- [Task description] Starting at the line below holding "Target: scale display screen" and stopping at the line holding "Target: woman's left arm", print every line exactly, both ends included, and leave the rest out.

- [Source data]
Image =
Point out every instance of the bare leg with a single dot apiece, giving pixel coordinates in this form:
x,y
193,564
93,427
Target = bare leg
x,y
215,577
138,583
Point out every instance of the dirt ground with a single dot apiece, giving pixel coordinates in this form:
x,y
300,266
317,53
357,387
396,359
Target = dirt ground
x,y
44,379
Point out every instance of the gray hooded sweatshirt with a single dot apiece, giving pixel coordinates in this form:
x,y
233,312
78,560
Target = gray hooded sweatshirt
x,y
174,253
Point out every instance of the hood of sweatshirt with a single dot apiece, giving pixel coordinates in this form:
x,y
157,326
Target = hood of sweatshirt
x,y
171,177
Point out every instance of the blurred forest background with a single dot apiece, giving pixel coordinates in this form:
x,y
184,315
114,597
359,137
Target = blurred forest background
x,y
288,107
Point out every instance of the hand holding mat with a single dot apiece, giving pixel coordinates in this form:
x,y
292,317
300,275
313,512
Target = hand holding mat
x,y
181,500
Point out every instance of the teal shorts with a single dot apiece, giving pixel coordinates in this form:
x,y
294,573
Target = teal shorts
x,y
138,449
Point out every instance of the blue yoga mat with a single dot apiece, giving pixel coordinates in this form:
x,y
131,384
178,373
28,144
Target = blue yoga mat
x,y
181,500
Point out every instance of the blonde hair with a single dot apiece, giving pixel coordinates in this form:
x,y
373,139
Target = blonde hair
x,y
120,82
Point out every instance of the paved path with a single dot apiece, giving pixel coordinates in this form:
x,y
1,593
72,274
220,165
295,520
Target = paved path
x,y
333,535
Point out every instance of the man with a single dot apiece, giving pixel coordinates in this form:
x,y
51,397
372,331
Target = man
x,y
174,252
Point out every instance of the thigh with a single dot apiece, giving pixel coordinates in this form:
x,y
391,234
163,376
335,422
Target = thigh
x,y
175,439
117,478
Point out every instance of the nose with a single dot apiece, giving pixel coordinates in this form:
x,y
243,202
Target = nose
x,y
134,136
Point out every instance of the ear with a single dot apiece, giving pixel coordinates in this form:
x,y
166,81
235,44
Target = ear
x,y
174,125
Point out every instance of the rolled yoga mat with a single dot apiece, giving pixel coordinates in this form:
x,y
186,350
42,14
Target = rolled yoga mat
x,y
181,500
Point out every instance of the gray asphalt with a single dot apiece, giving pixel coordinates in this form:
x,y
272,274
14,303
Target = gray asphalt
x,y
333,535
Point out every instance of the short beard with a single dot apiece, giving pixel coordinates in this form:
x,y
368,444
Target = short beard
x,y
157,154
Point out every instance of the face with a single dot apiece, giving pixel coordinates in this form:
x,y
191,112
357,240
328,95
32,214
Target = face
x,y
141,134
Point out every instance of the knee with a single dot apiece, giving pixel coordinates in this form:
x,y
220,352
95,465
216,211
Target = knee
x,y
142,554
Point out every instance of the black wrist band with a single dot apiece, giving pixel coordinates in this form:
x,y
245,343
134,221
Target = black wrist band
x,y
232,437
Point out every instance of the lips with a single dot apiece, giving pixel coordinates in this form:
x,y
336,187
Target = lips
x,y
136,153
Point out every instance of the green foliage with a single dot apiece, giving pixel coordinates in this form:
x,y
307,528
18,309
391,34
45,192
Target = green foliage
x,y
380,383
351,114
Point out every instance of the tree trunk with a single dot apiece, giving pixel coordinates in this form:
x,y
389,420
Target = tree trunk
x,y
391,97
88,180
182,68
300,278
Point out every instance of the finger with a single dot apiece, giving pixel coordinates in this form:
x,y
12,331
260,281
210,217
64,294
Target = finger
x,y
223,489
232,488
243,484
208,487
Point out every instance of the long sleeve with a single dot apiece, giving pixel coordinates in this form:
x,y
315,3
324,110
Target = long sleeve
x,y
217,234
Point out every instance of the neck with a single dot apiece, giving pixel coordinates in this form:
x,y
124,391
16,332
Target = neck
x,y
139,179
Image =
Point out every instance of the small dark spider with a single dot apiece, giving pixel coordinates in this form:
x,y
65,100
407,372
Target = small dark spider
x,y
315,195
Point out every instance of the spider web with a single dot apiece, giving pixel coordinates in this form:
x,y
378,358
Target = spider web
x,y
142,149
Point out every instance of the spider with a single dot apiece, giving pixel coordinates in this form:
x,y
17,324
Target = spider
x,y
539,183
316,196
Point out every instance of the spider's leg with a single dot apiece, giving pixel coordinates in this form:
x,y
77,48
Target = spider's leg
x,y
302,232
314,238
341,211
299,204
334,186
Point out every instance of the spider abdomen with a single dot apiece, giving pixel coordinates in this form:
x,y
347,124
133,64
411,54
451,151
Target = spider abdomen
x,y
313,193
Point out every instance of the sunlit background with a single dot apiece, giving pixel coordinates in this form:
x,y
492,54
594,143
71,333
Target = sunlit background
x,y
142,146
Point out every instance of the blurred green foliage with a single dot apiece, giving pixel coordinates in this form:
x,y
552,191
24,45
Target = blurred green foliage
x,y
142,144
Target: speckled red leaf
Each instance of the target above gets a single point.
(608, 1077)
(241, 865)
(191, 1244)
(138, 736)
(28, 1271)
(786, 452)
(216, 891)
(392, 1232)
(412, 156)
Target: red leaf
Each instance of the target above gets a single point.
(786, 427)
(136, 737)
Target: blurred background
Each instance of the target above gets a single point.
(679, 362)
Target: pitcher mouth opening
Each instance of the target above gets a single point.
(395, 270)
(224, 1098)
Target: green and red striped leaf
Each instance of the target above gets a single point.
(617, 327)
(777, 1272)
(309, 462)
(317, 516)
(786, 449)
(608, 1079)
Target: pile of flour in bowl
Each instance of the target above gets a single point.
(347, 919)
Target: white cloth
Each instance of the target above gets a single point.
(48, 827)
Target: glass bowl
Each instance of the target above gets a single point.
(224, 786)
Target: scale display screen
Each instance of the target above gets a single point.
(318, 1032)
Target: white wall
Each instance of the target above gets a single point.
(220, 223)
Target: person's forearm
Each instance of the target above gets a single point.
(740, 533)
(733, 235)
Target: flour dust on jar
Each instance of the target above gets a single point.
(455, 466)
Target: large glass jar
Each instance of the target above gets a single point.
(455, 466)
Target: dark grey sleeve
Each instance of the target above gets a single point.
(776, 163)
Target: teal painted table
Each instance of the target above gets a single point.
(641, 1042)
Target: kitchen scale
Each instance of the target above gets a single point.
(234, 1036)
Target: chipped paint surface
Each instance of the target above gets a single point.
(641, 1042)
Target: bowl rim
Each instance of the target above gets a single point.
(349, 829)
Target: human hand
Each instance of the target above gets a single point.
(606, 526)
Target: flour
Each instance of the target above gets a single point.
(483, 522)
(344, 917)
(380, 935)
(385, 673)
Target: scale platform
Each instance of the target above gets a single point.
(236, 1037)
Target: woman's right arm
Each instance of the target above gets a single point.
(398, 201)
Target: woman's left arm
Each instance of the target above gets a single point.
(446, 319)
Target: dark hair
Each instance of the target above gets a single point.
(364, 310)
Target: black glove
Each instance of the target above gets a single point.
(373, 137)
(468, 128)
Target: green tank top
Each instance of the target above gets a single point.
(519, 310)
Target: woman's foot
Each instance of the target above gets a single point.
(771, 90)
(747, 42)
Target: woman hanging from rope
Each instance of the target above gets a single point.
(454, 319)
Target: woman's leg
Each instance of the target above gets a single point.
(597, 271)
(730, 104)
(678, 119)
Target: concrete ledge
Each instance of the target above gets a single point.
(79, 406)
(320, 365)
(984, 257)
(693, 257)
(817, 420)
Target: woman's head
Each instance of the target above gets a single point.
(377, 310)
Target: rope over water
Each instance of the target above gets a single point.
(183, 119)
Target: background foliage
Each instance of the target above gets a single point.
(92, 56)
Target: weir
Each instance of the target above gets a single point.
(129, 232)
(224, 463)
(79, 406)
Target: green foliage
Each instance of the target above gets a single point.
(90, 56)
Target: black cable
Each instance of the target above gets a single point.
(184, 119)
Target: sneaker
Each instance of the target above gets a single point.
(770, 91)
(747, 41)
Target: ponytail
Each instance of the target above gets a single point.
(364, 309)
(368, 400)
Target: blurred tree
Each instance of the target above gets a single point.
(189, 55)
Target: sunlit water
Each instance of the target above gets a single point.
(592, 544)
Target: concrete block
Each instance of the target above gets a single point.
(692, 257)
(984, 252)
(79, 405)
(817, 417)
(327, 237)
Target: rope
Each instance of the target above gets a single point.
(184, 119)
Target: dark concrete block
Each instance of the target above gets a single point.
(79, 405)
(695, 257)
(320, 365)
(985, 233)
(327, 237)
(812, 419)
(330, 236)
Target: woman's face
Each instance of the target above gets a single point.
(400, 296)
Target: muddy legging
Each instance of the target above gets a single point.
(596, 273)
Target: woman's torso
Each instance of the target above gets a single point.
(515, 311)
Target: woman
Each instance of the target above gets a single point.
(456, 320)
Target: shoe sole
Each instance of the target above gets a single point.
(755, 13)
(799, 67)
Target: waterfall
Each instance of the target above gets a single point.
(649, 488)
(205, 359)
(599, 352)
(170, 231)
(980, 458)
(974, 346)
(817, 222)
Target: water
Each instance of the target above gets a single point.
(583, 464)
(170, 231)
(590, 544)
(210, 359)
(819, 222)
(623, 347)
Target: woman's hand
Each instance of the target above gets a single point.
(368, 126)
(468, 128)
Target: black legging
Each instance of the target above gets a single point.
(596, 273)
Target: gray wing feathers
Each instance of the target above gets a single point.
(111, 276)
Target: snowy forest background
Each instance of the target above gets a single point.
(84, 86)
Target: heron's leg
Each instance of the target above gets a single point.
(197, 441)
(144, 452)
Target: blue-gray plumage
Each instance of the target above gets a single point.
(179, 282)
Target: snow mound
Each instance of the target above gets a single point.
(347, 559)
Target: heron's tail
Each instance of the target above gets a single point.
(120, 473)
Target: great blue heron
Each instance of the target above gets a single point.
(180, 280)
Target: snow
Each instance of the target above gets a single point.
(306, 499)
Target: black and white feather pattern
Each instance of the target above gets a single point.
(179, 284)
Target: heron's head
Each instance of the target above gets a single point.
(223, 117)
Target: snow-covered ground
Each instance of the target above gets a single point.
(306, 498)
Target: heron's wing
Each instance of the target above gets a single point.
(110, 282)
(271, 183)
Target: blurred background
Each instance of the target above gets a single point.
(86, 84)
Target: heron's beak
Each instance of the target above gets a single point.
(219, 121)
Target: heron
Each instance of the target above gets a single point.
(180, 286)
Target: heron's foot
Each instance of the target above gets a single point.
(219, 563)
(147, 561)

- [Output of the task]
Target: scale display screen
Each instance of the target above gets a single point.
(318, 1032)
Target: white wall
Each instance of the target above gets a single point.
(220, 223)
Target: person's forearm
Each instance of the target above gets a single point.
(740, 533)
(733, 235)
Target: flour dust on jar
Each instance of the target above gets a single point.
(455, 466)
Target: large glass jar
Each instance of the target above gets a single point.
(455, 466)
Target: dark grey sleeve
Each instance of the target above gets a single point.
(776, 163)
Target: teal painted table
Each instance of the target above gets a single point.
(641, 1042)
Target: kitchen scale
Each instance of the target above gets a single point.
(234, 1036)
Target: chipped paint surface
Each instance of the target above gets a single point.
(641, 1042)
Target: bowl rim
Each instance of the target above gets a single point.
(349, 829)
Target: human hand
Each instance of the target above gets a single point.
(606, 526)
Target: flour
Each instance of the target above gets a single point.
(483, 522)
(344, 917)
(380, 935)
(385, 673)
Target: scale platform
Each instance of the target above gets a single point.
(236, 1037)
Target: woman's right arm
Each instance of the target above gets a single point.
(398, 201)
Target: woman's left arm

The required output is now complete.